SHORT EXERCISE: Would you return all of this data exactly, leaving nothing out?

[Labeled-object pointing entries]
(begin)

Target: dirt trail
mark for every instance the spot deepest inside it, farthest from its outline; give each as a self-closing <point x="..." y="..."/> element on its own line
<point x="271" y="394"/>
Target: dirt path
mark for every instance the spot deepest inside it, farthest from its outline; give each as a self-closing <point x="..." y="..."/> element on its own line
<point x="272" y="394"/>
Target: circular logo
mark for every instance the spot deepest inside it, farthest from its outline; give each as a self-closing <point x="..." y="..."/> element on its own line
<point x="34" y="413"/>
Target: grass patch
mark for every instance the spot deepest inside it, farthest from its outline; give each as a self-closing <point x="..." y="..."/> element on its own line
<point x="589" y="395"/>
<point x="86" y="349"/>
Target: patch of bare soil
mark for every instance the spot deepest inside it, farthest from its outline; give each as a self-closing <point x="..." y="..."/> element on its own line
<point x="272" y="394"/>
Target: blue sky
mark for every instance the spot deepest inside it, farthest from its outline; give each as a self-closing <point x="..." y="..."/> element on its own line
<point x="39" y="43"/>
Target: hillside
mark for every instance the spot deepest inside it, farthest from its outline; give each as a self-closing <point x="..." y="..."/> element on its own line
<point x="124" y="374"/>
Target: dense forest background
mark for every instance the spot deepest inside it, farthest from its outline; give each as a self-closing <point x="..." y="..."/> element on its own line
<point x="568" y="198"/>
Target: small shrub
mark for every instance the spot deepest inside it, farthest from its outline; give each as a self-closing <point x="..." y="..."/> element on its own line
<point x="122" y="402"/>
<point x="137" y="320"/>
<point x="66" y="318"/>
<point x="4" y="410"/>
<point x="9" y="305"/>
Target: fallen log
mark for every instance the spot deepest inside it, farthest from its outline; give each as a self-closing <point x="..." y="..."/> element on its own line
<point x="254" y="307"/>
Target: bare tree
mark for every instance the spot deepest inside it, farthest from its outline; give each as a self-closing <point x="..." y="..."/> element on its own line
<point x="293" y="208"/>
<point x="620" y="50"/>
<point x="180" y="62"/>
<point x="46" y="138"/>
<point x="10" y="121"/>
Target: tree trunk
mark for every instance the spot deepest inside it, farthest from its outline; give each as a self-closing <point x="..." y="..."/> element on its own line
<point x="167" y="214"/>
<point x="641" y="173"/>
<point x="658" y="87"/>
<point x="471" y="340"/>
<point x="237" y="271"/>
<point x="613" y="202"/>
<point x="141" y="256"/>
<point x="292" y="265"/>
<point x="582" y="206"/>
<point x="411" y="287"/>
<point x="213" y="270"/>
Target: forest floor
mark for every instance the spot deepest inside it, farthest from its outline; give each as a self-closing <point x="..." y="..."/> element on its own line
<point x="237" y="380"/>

(end)

EXERCISE RESULT:
Target: dirt trail
mark for every instance the spot deepest inside it, farthest from its outline; give each as a self-closing <point x="..." y="..."/> element on its own line
<point x="271" y="394"/>
Target: dirt path
mark for every instance the spot deepest inside it, farthest from its outline; give each as a self-closing <point x="..." y="..."/> element on its own line
<point x="272" y="394"/>
Target: circular logo
mark for every instance the spot deepest inside it, farthest from its outline; give each as a self-closing <point x="..." y="..."/> element on its own line
<point x="34" y="413"/>
Target: grass patch
mark for every instance the spot deepest inside it, farthest from its outline; give each as a self-closing <point x="..." y="..."/> element on its own line
<point x="589" y="395"/>
<point x="86" y="349"/>
Target: patch of bare soil
mark for every instance the spot deepest inside it, farthest from its outline; give each as a self-closing <point x="..." y="..."/> element on its own line
<point x="272" y="394"/>
Target: blue sky
mark for every instance the spot deepest inside it, farthest from its outline; give each as a self-closing <point x="..." y="..."/> element on its own line
<point x="39" y="43"/>
Target: hillside
mark for every instance the spot deepest inside it, farthest from its outline; give each as a self-closing <point x="..." y="..."/> element on its own line
<point x="124" y="374"/>
Target: dense forest background
mark for every instance the spot deepest inside it, farthest from its outline; give each as a self-closing <point x="..." y="..."/> element on its own line
<point x="568" y="198"/>
Target: small shrub
mark for every instance the spot deepest inside it, farthest from its outline; give each as a self-closing <point x="..." y="..."/> element on its own line
<point x="122" y="402"/>
<point x="137" y="320"/>
<point x="66" y="318"/>
<point x="4" y="410"/>
<point x="9" y="305"/>
Target: fallen log
mark for every instance the spot deepest inside it, farthest from its outline; give each as a self-closing <point x="..." y="..."/> element on its own line
<point x="254" y="307"/>
Target: bare tree
mark for every instance the spot deepest inside it, farthest from its outline; give each as a self-closing <point x="..." y="..."/> element on its own line
<point x="293" y="208"/>
<point x="620" y="50"/>
<point x="180" y="62"/>
<point x="46" y="138"/>
<point x="10" y="121"/>
Target: tree trunk
mark for every instance the spot deepest inside it, farthest from its outline; give each as a self-closing <point x="..." y="..."/> element on its own line
<point x="167" y="214"/>
<point x="641" y="173"/>
<point x="658" y="87"/>
<point x="471" y="340"/>
<point x="237" y="271"/>
<point x="613" y="202"/>
<point x="141" y="256"/>
<point x="292" y="265"/>
<point x="582" y="206"/>
<point x="411" y="287"/>
<point x="213" y="270"/>
Target: forest floor
mark for every instance the spot deepest inside it, farthest from its outline; give each as a self-closing <point x="..." y="..."/> element on its own line
<point x="237" y="380"/>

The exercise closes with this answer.